- _Fragmento seleccionado_
______

Posos de anarquía

Prohibido reírse en el recreo

Varios niños de un colegio en Madrid. -A. PÉREZ MECA / Europa Press
Varios niños de un colegio en Madrid. -A. PÉREZ MECA / Europa Press

Hace unas semanas la, por lo general, detestable viralidad que nos regalan las redes sociales sacaba a la luz a una comunidad de vecinos y vecinas que afeaba a una familia que los llantos de su bebé importunara el descanso de los habitantes del bloque. Aunque pareciera que aquel hecho era difícil de superar, leo esta mañana en El Periódico que crece el número de quejas judicializadas por los ruidos procedentes de los patios de recreo escolares en Barcelona.  ¿Cuánto margen vamos a dar a la intolerancia?

El conflicto vecinal con la hostelería es histórico. El ruido procedente de las terrazas de los bares genera un malestar entre las personas que viven cerca, incluso, entre quienes disfrutan de un alquiler o compraron la casa más barata, precisamente, porque esa circunstancia devalúa el inmueble. Lo que en cambio es nuevo es la intolerancia e intransigencia asociada a los centros escolares. Las risotadas y gritos que puntualmente pueden escucharse durante el recreo han provocado que algunas personas lleven el asunto a los tribunales en Barcelona.

Según relata el artículo, esta susceptibilidad al ruido se ha incrementado desde la pandemia, cuando el silencio se apropió de nuestra realidad durante el confinamiento. Ello, unido a que ahora hay más personas teletrabajando en sus hogares y son más conscientes de los sonidos de su entorno, ha provocado esta hipersensibilidad. La clave, quizás, es que lo que para algunas personas son sonidos para otros son ruidos. En lugar de disfrutar de los puntuales momentos de algarabía escolar en el patio, hay personas que la quieren amordazar o encerrar entre cuatro paredes.

La teoría del aumento de la hipersensibilidad tras la pandemia es constatable, pero viene de lejos, antes incluso del modo en que el coronavirus cambió nuestras vidas. Primero fueron los carteles prohibiendo jugar a la pelota en algunas plazoletas, después recuerdo cómo en Málaga comunidades de vecinos y vecinas trataron de impedir que un equipo de baloncesto pudiera entrenar por las tardes porque molestaba el bote del balón.

______

- _Extractos de datos_
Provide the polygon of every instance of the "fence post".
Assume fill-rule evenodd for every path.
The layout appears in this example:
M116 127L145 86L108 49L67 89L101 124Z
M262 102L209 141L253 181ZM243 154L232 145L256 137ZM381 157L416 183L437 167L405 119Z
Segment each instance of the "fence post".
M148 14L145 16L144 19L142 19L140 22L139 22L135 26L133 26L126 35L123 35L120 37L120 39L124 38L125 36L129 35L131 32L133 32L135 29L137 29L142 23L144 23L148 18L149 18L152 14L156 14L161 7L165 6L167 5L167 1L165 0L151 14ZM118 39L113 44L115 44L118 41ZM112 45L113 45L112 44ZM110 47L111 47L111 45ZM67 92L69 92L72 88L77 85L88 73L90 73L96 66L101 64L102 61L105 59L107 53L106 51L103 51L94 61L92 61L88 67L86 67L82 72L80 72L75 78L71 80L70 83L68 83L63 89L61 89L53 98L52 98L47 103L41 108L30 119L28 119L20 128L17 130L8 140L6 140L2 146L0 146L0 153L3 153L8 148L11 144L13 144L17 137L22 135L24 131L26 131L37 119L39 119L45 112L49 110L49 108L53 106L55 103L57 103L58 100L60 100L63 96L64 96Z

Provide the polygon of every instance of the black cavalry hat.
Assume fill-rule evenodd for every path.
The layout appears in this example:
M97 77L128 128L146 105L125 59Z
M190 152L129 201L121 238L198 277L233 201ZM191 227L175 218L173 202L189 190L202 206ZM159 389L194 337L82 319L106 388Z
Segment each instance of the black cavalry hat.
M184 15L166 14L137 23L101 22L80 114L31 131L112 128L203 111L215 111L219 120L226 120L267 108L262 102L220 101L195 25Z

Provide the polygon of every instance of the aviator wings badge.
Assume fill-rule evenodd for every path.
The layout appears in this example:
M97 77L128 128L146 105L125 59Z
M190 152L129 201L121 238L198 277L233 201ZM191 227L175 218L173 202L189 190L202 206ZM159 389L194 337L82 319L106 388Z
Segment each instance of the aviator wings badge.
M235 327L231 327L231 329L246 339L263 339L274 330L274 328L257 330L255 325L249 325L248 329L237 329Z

______

- _Instrucciones de trabajo_
a – Transcribe del fragmento la parte que arranca con las palabras que contienen "Hace unas semanas" y acaba en "a la intolerancia?".
b – Indica si cada afirmación coincide con el fragmento y cita las palabras exactas que lo deciden.
(i) Crece el número de quejas judicializadas por los ruidos de los patios escolares en Barcelona.
(ii) El conflicto de los vecinos con la hostelería es algo reciente.
(iii) En Málaga hubo vecinos que quisieron impedir que un equipo de baloncesto entrenara por las mañanas.
Todo se resuelve solo con el fragmento, sin recurrir a las entradas.

- _Soluciones_
a –
Hace unas semanas la, por lo general, detestable viralidad que nos regalan las redes sociales sacaba a la luz a una comunidad de vecinos y vecinas que afeaba a una familia que los llantos de su bebé importunara el descanso de los habitantes del bloque. Aunque pareciera que aquel hecho era difícil de superar, leo esta mañana en El Periódico que crece el número de quejas judicializadas por los ruidos procedentes de los patios de recreo escolares en Barcelona.  ¿Cuánto margen vamos a dar a la intolerancia?

b –
(i) Sí: "crece el número de quejas judicializadas por los ruidos procedentes de los patios de recreo escolares en Barcelona".
(ii) No: "El conflicto vecinal con la hostelería es histórico."
(iii) No: "trataron de impedir que un equipo de baloncesto pudiera entrenar por las tardes porque molestaba el bote del balón".